[Region labeling records]
+++

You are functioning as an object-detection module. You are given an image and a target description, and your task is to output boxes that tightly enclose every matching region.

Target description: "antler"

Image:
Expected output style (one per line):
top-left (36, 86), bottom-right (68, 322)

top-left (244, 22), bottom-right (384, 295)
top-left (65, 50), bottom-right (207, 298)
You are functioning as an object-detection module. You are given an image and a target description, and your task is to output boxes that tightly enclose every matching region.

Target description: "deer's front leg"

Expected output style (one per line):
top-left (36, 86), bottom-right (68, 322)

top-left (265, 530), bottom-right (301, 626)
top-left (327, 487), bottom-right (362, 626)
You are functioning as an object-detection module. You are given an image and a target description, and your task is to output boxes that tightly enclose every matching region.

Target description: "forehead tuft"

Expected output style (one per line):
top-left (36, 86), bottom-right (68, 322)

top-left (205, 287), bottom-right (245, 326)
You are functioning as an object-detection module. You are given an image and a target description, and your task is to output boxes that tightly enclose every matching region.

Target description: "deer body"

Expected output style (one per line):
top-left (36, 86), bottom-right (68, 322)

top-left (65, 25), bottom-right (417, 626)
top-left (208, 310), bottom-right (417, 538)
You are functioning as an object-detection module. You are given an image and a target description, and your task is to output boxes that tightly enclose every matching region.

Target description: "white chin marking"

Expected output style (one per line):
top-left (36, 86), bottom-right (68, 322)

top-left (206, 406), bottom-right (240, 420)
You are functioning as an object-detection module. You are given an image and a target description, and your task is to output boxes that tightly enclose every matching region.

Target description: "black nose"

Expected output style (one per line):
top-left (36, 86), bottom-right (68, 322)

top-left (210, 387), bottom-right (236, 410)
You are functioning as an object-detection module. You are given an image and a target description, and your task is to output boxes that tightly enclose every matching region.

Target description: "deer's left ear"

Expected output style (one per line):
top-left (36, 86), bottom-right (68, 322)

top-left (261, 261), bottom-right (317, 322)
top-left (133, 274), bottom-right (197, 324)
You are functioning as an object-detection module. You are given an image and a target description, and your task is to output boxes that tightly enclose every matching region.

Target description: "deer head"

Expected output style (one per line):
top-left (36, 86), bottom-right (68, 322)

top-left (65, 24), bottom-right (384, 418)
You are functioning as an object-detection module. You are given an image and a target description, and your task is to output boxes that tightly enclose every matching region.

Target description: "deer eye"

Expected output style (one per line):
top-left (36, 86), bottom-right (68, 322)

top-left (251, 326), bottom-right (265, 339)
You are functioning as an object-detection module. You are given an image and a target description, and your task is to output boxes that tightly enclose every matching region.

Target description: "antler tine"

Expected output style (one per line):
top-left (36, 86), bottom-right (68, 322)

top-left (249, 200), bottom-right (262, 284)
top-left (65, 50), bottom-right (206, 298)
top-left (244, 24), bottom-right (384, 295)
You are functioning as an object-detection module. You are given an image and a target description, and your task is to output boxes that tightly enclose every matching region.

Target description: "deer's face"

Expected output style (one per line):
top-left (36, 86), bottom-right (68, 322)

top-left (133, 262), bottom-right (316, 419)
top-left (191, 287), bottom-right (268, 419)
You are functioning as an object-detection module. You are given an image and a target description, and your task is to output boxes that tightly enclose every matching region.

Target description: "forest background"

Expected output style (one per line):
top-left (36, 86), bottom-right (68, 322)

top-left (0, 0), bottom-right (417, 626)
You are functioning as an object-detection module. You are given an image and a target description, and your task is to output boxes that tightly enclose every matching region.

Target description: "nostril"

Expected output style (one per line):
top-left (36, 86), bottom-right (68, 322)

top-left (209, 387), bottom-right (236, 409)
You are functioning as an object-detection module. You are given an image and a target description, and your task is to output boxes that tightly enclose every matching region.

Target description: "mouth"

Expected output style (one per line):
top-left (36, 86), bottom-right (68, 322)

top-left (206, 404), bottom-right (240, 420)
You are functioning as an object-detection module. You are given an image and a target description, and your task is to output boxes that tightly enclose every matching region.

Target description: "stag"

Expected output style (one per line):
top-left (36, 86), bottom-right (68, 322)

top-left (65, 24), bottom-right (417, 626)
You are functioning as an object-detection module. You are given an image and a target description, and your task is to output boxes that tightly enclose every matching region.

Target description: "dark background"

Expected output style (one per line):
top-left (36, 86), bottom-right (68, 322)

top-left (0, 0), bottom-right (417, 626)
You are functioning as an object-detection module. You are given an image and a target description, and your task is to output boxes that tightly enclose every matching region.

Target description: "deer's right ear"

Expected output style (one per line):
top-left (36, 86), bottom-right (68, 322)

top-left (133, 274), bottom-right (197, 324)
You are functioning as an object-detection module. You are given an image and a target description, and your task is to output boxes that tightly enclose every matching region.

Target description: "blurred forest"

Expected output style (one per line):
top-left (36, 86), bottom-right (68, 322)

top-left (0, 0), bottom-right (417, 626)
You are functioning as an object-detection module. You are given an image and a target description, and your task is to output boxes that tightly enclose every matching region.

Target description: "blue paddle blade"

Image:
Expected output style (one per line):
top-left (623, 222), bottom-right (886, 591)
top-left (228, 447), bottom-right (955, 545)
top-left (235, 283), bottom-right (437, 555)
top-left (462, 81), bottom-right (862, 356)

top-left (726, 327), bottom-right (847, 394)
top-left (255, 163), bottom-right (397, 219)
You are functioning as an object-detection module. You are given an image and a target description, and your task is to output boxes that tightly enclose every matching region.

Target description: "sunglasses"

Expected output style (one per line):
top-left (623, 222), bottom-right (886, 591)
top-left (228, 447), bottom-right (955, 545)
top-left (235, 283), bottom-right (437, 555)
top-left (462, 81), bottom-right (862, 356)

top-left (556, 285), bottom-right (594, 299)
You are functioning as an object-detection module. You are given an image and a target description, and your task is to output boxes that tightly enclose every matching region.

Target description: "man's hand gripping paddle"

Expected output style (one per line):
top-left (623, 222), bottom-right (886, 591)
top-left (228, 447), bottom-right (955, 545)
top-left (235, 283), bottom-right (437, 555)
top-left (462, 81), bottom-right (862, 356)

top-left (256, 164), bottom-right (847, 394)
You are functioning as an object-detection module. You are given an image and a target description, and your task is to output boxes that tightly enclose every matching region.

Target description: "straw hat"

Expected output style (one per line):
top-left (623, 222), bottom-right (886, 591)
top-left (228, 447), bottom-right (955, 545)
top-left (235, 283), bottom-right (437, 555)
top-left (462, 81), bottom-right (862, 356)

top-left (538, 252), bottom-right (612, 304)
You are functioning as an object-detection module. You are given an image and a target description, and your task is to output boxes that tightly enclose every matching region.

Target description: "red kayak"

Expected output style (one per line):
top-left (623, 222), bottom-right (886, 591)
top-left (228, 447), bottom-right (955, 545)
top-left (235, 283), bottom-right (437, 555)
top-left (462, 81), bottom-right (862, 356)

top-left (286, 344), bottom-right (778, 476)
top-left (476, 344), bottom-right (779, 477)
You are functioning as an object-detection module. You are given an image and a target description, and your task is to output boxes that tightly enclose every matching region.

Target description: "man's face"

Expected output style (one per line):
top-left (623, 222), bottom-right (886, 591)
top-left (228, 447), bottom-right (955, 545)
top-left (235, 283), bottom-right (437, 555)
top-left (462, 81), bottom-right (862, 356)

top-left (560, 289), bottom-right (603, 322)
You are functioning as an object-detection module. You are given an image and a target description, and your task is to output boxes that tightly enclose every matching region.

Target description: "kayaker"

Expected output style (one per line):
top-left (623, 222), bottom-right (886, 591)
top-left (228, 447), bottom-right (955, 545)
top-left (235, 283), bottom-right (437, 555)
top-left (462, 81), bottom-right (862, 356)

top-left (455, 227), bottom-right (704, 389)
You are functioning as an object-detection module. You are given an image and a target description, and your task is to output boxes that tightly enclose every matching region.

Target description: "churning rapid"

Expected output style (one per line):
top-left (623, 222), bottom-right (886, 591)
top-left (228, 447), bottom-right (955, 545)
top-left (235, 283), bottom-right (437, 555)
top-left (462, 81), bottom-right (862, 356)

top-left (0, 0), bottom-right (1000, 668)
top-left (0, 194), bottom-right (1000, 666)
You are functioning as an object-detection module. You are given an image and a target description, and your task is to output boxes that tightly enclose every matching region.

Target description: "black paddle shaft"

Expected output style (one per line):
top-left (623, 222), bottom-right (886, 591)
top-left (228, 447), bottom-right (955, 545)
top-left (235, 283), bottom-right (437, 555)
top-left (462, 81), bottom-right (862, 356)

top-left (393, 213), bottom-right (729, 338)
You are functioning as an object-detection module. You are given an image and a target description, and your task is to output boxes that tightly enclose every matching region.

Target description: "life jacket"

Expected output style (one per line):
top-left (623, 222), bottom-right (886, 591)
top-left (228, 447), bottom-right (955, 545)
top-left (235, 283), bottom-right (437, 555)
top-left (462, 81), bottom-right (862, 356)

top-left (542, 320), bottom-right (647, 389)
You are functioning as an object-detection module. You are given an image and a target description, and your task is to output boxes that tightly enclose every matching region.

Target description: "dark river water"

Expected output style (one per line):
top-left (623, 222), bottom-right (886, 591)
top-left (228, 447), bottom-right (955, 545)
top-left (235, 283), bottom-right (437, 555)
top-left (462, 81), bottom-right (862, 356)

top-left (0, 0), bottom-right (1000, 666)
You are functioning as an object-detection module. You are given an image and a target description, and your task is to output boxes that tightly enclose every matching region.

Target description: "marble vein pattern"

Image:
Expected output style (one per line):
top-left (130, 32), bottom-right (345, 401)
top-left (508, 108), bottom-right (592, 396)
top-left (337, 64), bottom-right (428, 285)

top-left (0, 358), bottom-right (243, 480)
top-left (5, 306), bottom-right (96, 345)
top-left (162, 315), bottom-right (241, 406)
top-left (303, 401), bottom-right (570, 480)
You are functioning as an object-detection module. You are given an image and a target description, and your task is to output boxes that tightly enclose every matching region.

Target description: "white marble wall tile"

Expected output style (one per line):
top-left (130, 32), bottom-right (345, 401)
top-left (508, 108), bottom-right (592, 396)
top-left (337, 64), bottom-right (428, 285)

+++

Aim of the task = Locate each line in the listing that contains the word "dark" and copy those lines. Case counts.

The reply =
Target description: "dark background"
Target description: "dark river water"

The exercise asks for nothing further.